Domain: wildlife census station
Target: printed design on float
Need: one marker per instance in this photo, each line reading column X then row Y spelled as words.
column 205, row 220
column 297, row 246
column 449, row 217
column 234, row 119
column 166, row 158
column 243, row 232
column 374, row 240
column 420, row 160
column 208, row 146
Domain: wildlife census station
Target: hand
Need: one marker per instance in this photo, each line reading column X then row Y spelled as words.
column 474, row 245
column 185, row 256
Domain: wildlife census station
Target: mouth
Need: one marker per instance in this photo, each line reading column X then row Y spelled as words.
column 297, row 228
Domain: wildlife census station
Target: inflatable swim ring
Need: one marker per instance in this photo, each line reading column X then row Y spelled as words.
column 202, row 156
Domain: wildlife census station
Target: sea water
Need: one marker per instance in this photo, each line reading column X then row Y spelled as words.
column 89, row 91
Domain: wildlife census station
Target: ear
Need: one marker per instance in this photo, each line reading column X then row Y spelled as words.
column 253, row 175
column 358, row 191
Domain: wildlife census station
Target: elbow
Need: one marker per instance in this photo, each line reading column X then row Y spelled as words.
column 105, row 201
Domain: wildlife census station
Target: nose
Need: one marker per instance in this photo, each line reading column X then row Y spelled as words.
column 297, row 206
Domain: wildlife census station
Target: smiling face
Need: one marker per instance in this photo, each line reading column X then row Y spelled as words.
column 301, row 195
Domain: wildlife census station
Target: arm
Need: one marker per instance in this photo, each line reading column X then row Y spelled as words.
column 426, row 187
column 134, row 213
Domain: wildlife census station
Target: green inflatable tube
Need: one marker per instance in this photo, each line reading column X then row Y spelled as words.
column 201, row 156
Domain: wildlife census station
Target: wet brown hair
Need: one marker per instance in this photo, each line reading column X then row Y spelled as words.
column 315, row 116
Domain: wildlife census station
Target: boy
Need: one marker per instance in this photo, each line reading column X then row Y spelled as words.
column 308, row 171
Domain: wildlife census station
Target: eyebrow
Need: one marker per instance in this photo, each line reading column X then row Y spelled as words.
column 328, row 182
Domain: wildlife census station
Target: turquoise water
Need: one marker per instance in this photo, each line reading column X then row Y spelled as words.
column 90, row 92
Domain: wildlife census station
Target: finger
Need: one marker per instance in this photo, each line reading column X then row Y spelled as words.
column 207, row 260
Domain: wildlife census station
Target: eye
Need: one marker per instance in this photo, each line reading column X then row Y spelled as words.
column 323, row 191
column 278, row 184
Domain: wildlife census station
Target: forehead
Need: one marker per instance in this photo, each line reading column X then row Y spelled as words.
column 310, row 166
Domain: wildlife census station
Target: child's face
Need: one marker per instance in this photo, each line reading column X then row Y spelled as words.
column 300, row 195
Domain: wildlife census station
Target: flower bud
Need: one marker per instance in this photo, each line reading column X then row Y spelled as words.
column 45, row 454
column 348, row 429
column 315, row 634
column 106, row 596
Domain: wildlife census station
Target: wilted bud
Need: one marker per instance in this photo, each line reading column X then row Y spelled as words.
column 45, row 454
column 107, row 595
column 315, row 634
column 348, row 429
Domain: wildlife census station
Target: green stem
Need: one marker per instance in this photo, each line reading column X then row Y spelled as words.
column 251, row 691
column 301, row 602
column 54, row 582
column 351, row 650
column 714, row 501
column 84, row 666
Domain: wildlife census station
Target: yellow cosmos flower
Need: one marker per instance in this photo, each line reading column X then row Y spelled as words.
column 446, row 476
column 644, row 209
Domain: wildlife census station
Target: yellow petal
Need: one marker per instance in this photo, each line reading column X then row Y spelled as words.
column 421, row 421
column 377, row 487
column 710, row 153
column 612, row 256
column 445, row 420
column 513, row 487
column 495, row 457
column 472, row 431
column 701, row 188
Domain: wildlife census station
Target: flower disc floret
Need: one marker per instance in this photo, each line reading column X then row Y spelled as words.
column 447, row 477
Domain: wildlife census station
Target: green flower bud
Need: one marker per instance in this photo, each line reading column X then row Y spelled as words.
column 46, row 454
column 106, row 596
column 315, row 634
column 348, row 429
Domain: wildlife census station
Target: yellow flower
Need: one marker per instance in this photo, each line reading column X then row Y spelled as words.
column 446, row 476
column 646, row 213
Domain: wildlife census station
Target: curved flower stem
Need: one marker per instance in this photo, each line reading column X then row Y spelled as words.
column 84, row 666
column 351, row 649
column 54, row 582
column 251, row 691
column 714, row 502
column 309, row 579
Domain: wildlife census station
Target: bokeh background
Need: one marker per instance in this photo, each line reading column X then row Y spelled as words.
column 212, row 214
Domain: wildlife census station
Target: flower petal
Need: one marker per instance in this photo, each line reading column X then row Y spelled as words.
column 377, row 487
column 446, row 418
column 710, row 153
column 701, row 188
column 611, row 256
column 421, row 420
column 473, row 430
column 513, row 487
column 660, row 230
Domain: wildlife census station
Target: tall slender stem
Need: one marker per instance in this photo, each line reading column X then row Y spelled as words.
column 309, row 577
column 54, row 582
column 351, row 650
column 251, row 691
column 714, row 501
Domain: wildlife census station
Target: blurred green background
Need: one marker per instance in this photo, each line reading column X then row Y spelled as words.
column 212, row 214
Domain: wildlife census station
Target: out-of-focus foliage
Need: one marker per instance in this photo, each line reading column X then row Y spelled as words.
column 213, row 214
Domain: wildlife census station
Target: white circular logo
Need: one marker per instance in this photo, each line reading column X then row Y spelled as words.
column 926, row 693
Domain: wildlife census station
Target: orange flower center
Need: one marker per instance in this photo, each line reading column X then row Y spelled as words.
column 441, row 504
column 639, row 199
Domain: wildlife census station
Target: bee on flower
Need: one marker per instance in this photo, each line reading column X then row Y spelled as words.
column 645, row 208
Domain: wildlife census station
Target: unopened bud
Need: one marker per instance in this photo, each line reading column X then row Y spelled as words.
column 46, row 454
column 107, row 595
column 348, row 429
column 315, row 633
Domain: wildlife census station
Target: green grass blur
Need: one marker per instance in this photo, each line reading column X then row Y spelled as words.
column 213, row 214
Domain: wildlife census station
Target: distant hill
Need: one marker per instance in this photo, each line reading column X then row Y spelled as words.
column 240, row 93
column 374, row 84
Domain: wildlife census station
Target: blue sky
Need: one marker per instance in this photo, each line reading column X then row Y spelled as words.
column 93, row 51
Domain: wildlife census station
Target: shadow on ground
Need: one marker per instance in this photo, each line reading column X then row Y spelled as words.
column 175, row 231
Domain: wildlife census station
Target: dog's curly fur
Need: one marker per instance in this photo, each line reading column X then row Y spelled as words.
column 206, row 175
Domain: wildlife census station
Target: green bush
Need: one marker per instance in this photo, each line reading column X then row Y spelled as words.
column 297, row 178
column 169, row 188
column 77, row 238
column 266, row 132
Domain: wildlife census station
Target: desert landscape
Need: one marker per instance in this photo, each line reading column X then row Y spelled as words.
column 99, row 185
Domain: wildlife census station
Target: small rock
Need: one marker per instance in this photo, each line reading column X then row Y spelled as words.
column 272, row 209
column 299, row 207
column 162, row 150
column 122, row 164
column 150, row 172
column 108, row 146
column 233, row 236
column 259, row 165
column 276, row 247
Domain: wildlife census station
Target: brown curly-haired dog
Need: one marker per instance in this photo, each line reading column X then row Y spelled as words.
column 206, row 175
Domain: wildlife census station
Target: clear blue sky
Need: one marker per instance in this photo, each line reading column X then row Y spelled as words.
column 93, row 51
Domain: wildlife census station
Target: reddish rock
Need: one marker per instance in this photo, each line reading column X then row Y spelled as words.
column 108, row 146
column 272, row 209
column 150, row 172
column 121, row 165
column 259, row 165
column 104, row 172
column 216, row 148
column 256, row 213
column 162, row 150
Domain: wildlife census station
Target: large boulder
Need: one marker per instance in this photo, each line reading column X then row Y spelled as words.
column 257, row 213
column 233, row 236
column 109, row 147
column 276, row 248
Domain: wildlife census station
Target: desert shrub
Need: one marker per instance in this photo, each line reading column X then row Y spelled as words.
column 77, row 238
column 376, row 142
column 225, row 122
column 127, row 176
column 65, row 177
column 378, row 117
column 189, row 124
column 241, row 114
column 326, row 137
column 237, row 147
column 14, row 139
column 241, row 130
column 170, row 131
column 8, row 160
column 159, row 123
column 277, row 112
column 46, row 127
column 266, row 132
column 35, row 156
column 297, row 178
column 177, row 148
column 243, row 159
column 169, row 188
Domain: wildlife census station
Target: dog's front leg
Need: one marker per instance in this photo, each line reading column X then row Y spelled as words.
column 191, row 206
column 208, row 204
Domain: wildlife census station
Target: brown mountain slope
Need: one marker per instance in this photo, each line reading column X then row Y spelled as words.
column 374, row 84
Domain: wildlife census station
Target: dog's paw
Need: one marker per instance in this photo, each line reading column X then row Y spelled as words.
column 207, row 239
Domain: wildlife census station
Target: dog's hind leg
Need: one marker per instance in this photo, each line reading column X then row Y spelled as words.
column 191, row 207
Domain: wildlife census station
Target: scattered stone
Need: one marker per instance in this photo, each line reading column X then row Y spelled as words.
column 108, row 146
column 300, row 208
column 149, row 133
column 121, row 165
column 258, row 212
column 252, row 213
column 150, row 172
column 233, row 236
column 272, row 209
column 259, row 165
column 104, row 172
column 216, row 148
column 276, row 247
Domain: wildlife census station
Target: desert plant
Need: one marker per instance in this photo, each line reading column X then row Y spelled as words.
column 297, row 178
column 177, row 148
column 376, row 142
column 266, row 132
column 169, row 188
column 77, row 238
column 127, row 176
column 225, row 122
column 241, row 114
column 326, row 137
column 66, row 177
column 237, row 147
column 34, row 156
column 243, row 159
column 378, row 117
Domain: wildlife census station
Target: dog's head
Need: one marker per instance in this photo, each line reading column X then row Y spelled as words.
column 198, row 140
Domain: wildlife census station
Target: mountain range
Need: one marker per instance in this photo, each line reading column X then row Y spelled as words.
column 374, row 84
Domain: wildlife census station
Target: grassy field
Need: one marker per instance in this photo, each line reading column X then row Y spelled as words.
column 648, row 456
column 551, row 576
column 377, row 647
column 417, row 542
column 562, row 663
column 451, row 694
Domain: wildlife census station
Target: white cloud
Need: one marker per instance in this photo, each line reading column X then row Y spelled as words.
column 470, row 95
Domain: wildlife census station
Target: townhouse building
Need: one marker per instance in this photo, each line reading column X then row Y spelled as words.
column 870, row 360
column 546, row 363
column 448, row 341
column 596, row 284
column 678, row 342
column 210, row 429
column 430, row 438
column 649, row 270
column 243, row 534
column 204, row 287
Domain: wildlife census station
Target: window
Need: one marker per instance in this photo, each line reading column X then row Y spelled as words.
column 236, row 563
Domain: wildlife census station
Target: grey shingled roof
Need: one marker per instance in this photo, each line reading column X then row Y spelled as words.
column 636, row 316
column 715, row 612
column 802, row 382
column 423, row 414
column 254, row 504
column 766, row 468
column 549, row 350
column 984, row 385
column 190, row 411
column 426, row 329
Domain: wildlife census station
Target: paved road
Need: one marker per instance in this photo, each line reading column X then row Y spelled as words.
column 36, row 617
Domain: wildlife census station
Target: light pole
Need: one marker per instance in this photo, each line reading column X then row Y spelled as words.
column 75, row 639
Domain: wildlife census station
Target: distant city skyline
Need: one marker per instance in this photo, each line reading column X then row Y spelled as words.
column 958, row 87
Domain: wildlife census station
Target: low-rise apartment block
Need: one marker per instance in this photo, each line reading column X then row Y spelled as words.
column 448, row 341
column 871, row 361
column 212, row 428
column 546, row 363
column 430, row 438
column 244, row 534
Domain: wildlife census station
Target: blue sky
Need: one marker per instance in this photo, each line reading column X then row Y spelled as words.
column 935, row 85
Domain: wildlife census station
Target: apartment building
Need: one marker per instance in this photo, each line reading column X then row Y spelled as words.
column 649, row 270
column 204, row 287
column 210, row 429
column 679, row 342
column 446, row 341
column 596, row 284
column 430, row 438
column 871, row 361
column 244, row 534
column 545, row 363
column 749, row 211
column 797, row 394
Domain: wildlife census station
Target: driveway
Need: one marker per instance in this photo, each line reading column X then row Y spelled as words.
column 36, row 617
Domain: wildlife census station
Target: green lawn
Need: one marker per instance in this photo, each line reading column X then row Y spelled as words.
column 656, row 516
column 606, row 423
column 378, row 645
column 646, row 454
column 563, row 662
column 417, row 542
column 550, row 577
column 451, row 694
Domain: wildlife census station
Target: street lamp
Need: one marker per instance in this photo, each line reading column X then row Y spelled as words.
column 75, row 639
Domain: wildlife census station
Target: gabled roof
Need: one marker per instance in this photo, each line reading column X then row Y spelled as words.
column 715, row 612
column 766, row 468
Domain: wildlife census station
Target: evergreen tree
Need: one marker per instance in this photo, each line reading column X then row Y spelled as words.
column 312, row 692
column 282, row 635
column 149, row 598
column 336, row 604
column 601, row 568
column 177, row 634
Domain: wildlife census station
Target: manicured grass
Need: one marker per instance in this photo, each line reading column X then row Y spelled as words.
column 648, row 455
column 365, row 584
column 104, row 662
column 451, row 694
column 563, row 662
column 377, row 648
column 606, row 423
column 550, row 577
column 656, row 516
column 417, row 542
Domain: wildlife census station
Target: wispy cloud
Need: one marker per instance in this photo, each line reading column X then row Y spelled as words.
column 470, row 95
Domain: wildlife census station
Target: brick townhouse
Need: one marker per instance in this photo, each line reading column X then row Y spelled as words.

Assignment:
Each line of the listing that includes the word "white" counts once; give the total as a single number.

Response area:
2